# Where should I put my hives?



## Maxpowers (Apr 4, 2012)

I'm looking into getting bees for the first time. I've got about 30 acres and am looking for possible hive locations. Here's some shots of my land with a description. 

Here's the southern boundary. Dirt road borders it to the south with woods across the street. To the east is a field that gets planted with crops every year and sprayed with various things throughout the year. The group of trees at the top of the picture is a pond. 










The large crop area in this one I plan on never using for crops again. I'm going to pasture some of it, plant hay on some of it and maybe even plant trees on other portions. The yellow line shows the property line with someone else's crop field to the east of it. 

It doesn't show up much in the picture but there's actually a bit of an embankment along that property border, the rows of trees are pines. This looks like a promising spot but I'm wondering if my neighbor spraying his crops could be a problem. Also I brush hog a path through there in the summer, would that upset the bees? That area is about 60' wide from my property line to the tilled area. 

The yellow dot is where my neighbor has some random stuff, he also runs an excavation company and will work with his vehicles a bit there, making dirt piles and stuff in the summer.

The blue line to the bottom also has a row of pines. I also keep a path mowed there for the kids to use to get to their friends house. That's the area that I plan on expanding the pasture onto in the future.










Here's the very back, lots of options here.

□ □ □ □

### Problem details
Reproduce the hive-placement thread from "Here's the southern" to "picture is a pond.", renaming "woods" as "forest". The lines after this point are separate material, unconnected to the hive-placement thread.

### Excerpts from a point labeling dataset
□ □ □ □

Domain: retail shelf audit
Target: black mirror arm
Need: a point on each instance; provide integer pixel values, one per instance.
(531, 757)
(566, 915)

□ □ □ □

### Response
Here's the southern boundary. Dirt road borders it to the south with forest across the street. To the east is a field that gets planted with crops every year and sprayed with various things throughout the year. The group of trees at the top of the picture is a pond.